▸ EXERCISE INSTRUCTIONS:
Every entry that follows needs to be repeated exactly.

** Opening DATA UNDER STUDY block **

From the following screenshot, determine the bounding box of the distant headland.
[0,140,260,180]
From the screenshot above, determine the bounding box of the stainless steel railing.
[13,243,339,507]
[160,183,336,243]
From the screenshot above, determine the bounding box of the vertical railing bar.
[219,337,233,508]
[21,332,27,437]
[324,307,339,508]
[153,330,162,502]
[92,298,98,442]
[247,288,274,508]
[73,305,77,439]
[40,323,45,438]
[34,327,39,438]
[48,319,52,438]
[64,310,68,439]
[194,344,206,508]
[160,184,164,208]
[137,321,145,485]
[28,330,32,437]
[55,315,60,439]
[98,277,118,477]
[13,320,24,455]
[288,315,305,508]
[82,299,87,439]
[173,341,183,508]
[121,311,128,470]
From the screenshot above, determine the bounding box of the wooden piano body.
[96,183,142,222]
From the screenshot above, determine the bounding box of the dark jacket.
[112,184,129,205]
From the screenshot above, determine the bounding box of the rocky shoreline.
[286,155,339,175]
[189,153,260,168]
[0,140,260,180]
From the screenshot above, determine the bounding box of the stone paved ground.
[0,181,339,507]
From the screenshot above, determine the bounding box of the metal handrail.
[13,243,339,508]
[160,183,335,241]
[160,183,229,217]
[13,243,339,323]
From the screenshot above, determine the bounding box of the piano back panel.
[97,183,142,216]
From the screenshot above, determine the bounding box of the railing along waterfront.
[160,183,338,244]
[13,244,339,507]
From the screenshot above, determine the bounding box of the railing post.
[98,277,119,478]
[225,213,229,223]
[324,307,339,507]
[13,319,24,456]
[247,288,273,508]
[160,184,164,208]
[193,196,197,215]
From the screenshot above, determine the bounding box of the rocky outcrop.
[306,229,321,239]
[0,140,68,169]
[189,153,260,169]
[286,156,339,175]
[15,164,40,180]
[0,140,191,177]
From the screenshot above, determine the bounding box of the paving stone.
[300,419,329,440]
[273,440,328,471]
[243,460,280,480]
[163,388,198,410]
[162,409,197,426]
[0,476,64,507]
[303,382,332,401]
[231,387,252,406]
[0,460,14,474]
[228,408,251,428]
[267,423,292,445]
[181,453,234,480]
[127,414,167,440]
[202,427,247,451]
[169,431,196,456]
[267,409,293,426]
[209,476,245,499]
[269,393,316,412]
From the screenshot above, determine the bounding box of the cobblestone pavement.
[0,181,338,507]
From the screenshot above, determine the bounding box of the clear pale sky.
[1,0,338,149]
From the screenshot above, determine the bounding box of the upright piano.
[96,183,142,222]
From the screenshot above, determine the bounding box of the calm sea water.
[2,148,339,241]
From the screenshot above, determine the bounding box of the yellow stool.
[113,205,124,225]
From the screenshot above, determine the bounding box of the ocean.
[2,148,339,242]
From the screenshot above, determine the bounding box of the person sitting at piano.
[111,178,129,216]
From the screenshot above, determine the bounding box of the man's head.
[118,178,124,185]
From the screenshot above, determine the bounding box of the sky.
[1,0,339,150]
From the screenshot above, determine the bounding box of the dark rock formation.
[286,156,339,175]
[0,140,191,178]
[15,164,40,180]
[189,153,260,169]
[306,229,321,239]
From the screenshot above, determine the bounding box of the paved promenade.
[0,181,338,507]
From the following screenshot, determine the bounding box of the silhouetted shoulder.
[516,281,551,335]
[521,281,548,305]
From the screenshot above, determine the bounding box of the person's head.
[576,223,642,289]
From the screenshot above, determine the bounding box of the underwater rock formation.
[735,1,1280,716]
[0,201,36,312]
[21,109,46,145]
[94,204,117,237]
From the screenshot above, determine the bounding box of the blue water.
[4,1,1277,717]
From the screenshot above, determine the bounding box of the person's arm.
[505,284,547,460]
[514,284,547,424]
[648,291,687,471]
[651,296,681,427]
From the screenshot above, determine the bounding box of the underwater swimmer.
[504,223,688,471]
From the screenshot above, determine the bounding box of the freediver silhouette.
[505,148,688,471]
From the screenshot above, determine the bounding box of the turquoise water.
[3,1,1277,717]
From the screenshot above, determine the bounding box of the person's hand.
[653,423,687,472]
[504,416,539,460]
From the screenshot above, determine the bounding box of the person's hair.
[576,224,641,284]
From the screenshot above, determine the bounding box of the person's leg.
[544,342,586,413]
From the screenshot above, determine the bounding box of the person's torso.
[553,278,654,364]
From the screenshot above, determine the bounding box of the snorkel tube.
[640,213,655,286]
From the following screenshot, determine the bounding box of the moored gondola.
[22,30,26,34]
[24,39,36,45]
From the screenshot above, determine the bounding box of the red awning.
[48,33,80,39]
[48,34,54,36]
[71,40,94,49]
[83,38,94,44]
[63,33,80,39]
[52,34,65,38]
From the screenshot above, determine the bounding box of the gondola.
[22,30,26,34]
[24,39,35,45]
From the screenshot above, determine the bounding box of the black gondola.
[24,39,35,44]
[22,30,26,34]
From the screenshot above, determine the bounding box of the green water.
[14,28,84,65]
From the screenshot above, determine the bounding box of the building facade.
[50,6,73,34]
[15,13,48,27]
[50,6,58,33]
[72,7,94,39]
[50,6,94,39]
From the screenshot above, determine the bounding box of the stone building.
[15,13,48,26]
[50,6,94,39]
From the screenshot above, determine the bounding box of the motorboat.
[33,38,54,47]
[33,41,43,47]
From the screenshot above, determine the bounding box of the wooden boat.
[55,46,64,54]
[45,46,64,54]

** Closing DATA UNDER STUDY block **

▸ FINAL ANSWER:
From the following screenshot, determine the bounding box of the distant headland.
[0,140,260,180]
From the screenshot above, determine the bounding box of the stainless steel railing.
[13,243,339,507]
[160,183,336,243]
From the screenshot above, determine the bounding box of the vertical railing bar.
[219,337,233,508]
[21,332,27,437]
[324,307,339,508]
[153,330,162,502]
[92,298,98,442]
[247,288,274,508]
[73,305,77,439]
[40,323,45,438]
[34,327,39,438]
[48,319,52,438]
[64,310,68,439]
[194,344,206,508]
[160,184,164,208]
[137,321,145,485]
[28,330,32,437]
[55,315,60,439]
[98,277,118,477]
[13,320,24,455]
[288,315,305,508]
[82,299,87,439]
[173,341,183,508]
[121,311,128,470]
From the screenshot above, determine the bounding box of the wooden piano body.
[96,183,142,222]
From the screenshot above, determine the bounding box of the dark jacket.
[112,184,129,205]
From the screenshot above, determine the bounding box of the rocky shoreline.
[286,155,339,175]
[189,153,260,168]
[0,140,260,180]
From the screenshot above, determine the bounding box of the stone paved ground.
[0,181,339,507]
From the screenshot above, determine the bounding box of the metal handrail.
[13,243,339,508]
[160,183,335,241]
[160,183,229,217]
[13,243,339,323]
From the screenshot above, determine the bounding box of the piano back panel.
[97,183,142,216]
From the screenshot above, determine the bounding box of the railing along waterfront.
[160,183,338,244]
[13,244,339,507]
From the screenshot above, determine the bounding box of the railing post.
[98,277,119,478]
[225,213,229,223]
[324,307,339,507]
[13,319,24,456]
[247,288,273,508]
[160,184,164,208]
[193,196,197,215]
From the screenshot above, determine the bounding box of the rocky outcrop.
[306,229,321,239]
[0,140,68,169]
[189,153,260,169]
[286,156,339,175]
[15,164,40,180]
[0,140,191,177]
From the screenshot above, determine the bounding box of the paving stone.
[300,419,329,440]
[273,440,328,471]
[243,460,280,480]
[163,388,198,410]
[162,409,197,426]
[0,476,64,507]
[303,382,332,401]
[231,387,252,406]
[0,460,14,474]
[228,408,251,428]
[267,423,292,445]
[181,453,234,480]
[127,414,167,440]
[202,427,247,451]
[169,431,196,456]
[267,409,293,426]
[209,476,245,499]
[269,393,316,412]
From the screenshot above, determine the bounding box of the cobblestone pavement.
[0,181,338,507]
From the screenshot above, determine the bounding box of the clear pale sky.
[1,0,338,149]
From the screenshot above, determine the bounding box of the upright piano.
[96,183,142,222]
From the screenshot above, determine the bounding box of the calm sea water.
[2,148,339,241]
From the screenshot above, determine the bounding box of the yellow stool.
[113,205,124,225]
From the screenshot above, determine the bounding box of the ocean.
[2,148,339,242]
From the screenshot above, determine the bounding box of the person sitting at piano.
[111,178,129,216]
From the screenshot above, determine the bounding box of the man's head.
[118,178,124,185]
From the screenshot above, determine the bounding box of the sky.
[1,0,339,150]
From the screenshot above, determine the bounding box of the dark rock formation.
[286,156,339,175]
[0,140,191,178]
[15,164,40,180]
[189,153,260,169]
[306,229,321,239]
From the screenshot above, determine the bounding box of the paved promenade.
[0,181,338,507]
From the following screenshot, determine the bounding box of the silhouetted shoulder.
[516,281,551,335]
[521,281,548,305]
From the screenshot above, determine the bounding box of the person's head.
[576,223,642,289]
From the screenshot above, determine the bounding box of the underwater rock formation.
[735,1,1280,716]
[0,201,36,312]
[21,109,46,145]
[94,204,117,237]
From the screenshot above, determine the bounding box of the blue water.
[4,1,1277,717]
From the screenshot above, determine the bounding box of the person's arm.
[505,284,547,460]
[514,284,547,424]
[648,291,687,471]
[651,296,681,427]
From the screenshot above, determine the bounding box of the underwater swimmer.
[504,223,688,471]
From the screenshot above, determine the bounding box of the freediver silhouette.
[505,148,688,471]
From the screenshot above, determine the bounding box of the turquoise water.
[3,1,1277,717]
From the screenshot above, determine the bounding box of the person's hand.
[653,423,687,472]
[504,416,539,460]
From the screenshot above, determine the bounding box of the person's hair.
[576,224,641,284]
From the screenshot above, determine the bounding box of the person's leg.
[544,342,586,413]
From the screenshot above, determine the bounding box of the person's torso.
[553,278,654,364]
From the screenshot above, determine the bounding box of the snorkel tube.
[640,213,655,286]
From the following screenshot, determine the bounding box of the moored gondola.
[22,30,26,34]
[24,39,36,45]
From the screenshot above, determine the bounding box of the red awning.
[48,33,80,39]
[48,34,54,36]
[71,40,94,49]
[83,38,94,44]
[63,33,80,39]
[52,34,65,38]
From the screenshot above, determine the bounding box of the gondola.
[22,30,26,34]
[24,39,35,45]
From the screenshot above, determine the bounding box of the black gondola.
[24,39,35,44]
[22,30,26,34]
From the screenshot above, determine the bounding box of the green water.
[14,28,84,65]
From the screenshot above, determine the bounding box of the building facade.
[50,6,73,34]
[15,13,48,27]
[50,6,58,33]
[72,7,94,39]
[50,6,94,39]
From the screenshot above, determine the bounding box of the stone building.
[15,13,48,26]
[50,6,94,39]
From the screenshot above, determine the bounding box of the motorboat.
[33,38,54,47]
[33,41,43,47]
From the screenshot above, determine the bounding box of the wooden boat.
[55,46,64,54]
[45,46,64,54]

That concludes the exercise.